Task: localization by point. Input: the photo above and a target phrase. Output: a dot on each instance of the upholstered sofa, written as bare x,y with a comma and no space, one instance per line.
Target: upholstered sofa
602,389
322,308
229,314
__________________________________________________
- [HOW TO COMPLETE THIS TASK]
Please transcribe every entry above exactly as it appears.

- [EXPECTED OUTPUT]
Task: localization by point. Input: the photo above and a target phrase. Output: a dot on each instance of the upholstered sofa, written as bare x,y with a comma and no space, one instance per line.
Target: upholstered sofa
602,389
322,308
229,314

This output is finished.